### TASKS FOR THIS EXERCISE
• A. Rewrite the passage about Mariama starting with "She convinced her" and going on through "in Washington DC.", using "artificial limbs" in place of "prostheses".
• B. Write the next part of the passage about Mariama, picking up after its final sentence.

### GIVEN PASSAGE

She convinced her family to move to an amputee camp, where they stayed for a year. Mariama had food in her belly, but the infection from her wounds racked her body with constant fevers and nearly unbearable pain.
One day a prosthetician from Staten Island, Matthew Merones, read about the amputees’ plight and decided to bring six children to the United States to fit them with prostheses. Mariama was chosen, and on September 21, 2000, she arrived in Washington DC.
Alone in a new country, weighing less than eighty pounds and speaking Krio, her native language, Mariama told her story—through a translator—to the U.S. Congress. A flurry of political discussions involving the United States’ role in Sierra Leone ensued, but Mariana’s lasting vision of Washington was the snow.
When she landed in New York, she was so sick with osteomyelitis—a bone infection—that she was sent to the hospital the next morning. She was scared and in pain, and with no translator, lost in the world of doctors and nurses. Mariama endured operations on her limbs as doctors tried to cut some of the infection out. The doctors were not able to expunge all of the infection, and with nothing but heavy antibiotics, Mariama was in danger of eventually dying.

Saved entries
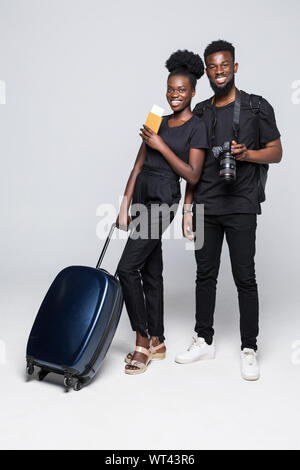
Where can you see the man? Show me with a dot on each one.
(230, 205)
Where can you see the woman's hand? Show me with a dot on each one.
(123, 221)
(187, 226)
(151, 138)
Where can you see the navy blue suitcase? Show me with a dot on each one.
(76, 323)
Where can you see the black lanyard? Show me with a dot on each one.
(236, 117)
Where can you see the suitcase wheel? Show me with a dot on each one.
(68, 382)
(77, 386)
(42, 374)
(30, 369)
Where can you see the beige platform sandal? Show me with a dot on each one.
(154, 355)
(141, 366)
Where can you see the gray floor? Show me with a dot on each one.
(197, 406)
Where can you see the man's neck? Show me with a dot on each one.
(226, 99)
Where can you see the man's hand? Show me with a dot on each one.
(151, 138)
(187, 226)
(123, 221)
(240, 151)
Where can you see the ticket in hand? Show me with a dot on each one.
(154, 118)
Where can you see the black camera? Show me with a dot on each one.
(227, 162)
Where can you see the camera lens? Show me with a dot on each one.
(227, 168)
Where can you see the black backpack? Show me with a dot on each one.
(251, 102)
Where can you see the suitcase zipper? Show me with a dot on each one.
(104, 337)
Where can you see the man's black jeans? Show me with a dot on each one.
(240, 231)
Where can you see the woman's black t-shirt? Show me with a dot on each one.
(180, 139)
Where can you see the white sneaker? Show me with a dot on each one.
(197, 351)
(249, 364)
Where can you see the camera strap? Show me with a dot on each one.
(236, 117)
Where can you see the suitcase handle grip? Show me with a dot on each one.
(112, 228)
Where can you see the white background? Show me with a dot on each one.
(80, 79)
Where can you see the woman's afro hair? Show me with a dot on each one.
(185, 61)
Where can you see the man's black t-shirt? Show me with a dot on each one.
(255, 130)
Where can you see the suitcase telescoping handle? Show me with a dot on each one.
(112, 228)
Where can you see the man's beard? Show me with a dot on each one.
(221, 91)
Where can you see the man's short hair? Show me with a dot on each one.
(217, 46)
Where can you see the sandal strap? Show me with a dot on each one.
(155, 348)
(142, 350)
(138, 364)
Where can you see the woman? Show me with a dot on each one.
(178, 150)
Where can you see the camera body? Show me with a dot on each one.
(227, 162)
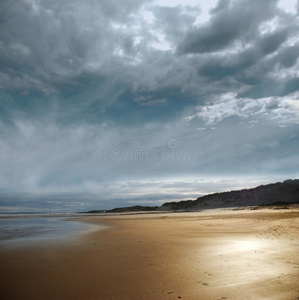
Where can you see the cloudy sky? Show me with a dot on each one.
(108, 103)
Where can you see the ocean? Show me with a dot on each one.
(28, 229)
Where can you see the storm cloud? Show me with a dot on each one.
(131, 79)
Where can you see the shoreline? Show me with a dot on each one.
(221, 254)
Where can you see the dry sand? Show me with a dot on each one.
(216, 254)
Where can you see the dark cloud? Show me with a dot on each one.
(229, 23)
(80, 75)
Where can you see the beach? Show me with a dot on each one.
(214, 254)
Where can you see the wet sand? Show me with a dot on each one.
(217, 254)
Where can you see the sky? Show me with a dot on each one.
(107, 103)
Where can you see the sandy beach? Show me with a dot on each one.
(216, 254)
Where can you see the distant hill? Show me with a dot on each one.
(277, 193)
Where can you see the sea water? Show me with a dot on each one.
(33, 229)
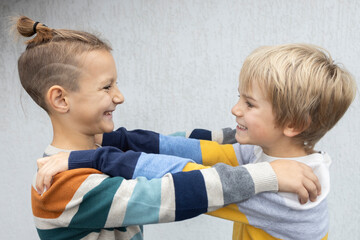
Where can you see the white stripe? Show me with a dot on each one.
(167, 207)
(72, 207)
(118, 207)
(217, 136)
(213, 188)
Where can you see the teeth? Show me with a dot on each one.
(242, 127)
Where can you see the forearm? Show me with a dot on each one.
(129, 165)
(173, 197)
(201, 151)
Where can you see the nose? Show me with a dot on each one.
(118, 98)
(236, 110)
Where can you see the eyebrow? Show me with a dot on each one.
(249, 97)
(107, 81)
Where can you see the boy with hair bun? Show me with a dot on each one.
(289, 97)
(72, 76)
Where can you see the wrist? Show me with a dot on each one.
(264, 177)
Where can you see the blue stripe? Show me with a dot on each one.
(144, 204)
(178, 134)
(94, 209)
(190, 194)
(156, 165)
(201, 134)
(64, 233)
(181, 147)
(136, 140)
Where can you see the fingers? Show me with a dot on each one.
(297, 178)
(310, 189)
(314, 179)
(303, 195)
(48, 168)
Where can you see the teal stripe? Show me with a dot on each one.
(137, 236)
(178, 134)
(144, 204)
(94, 209)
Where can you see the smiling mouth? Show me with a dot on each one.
(108, 114)
(241, 127)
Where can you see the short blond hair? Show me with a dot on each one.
(306, 89)
(52, 57)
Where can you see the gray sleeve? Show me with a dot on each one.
(242, 182)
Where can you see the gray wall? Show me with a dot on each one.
(178, 64)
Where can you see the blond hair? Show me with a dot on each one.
(52, 57)
(307, 90)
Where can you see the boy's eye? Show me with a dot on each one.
(249, 104)
(107, 87)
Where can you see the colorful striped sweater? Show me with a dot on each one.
(88, 204)
(264, 216)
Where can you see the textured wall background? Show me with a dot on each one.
(178, 63)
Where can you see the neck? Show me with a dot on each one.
(66, 137)
(285, 150)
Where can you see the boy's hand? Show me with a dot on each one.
(98, 138)
(49, 167)
(297, 178)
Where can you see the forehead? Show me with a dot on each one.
(97, 66)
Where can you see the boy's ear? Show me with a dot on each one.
(57, 98)
(290, 131)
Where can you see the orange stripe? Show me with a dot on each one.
(53, 202)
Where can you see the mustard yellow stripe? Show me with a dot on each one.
(193, 166)
(243, 231)
(230, 212)
(213, 152)
(247, 232)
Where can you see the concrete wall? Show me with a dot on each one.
(178, 64)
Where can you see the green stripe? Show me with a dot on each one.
(94, 209)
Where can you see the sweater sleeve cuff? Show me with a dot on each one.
(264, 177)
(81, 159)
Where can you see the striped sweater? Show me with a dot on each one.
(88, 204)
(264, 216)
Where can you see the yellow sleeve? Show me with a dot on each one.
(213, 153)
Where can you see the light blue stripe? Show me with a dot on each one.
(181, 147)
(144, 204)
(157, 165)
(178, 134)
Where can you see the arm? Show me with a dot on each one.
(292, 176)
(93, 200)
(201, 151)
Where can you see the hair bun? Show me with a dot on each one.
(28, 27)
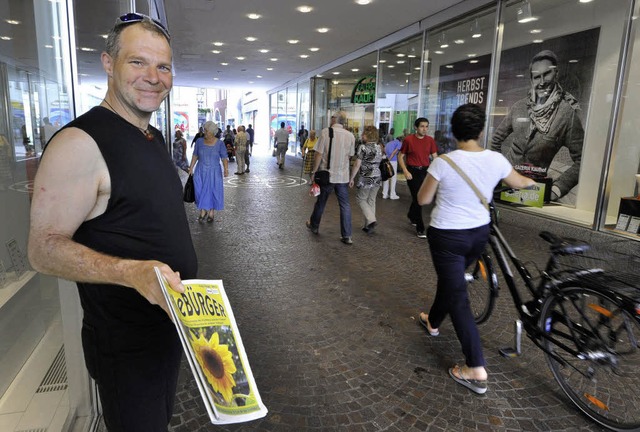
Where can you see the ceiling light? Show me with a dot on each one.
(443, 41)
(523, 12)
(475, 29)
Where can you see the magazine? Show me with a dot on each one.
(214, 350)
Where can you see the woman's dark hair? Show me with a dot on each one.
(467, 122)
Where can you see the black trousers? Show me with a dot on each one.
(415, 210)
(136, 370)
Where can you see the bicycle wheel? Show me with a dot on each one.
(602, 374)
(482, 286)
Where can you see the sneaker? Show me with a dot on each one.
(311, 227)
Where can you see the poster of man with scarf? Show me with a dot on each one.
(541, 104)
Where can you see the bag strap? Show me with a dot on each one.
(330, 141)
(466, 178)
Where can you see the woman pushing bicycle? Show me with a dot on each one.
(459, 230)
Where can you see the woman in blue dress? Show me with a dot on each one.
(207, 177)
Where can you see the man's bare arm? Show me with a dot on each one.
(62, 201)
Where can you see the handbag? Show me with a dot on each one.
(189, 190)
(323, 177)
(386, 169)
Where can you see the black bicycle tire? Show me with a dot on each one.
(591, 398)
(488, 280)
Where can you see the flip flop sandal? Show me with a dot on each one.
(425, 324)
(479, 387)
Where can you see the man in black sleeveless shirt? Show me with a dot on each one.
(107, 225)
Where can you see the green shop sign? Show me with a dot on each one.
(364, 91)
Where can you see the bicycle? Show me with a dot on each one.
(586, 321)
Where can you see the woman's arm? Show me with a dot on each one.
(428, 190)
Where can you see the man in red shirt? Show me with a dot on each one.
(416, 154)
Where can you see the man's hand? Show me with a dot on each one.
(144, 280)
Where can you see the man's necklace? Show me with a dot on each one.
(146, 132)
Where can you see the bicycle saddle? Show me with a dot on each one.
(564, 246)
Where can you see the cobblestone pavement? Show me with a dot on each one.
(331, 332)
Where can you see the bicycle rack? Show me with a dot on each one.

### OUTPUTS FOR THE TASKS
• A.
She convinced her family to move to an amputee camp, where they stayed for a year. Mariama had food in her belly, but the infection from her wounds racked her body with constant fevers and nearly unbearable pain.
One day a prosthetician from Staten Island, Matthew Merones, read about the amputees’ plight and decided to bring six children to the United States to fit them with artificial limbs. Mariama was chosen, and on September 21, 2000, she arrived in Washington DC.

• B.
For the next year, Mariama lived in an apartment in Staten Island with the other children who were being fitted for prostheses. Their story spread, the media responded, and after they were on CNN, which the Rebel army was known to watch in Sierra Leone, it became clear that the children would be in danger if they returned home. Politicians and community leaders successfully sought political asylum for the children, who were supported through donations until adoptive families could be found.
On the morning of Sept. 11, 2001, as tragedy struck New York City, a magical coincidence struck Mariama’s life.
Chad Everett, an actor best known for his role as Dr. Joe Gannon in the 1970s television drama Medical Center, was crossing the Verrazano Bridge for a fundraiser for Gift of Life Inc., a Rotary-supported organization that provides open-heart surgery on children from developing countries.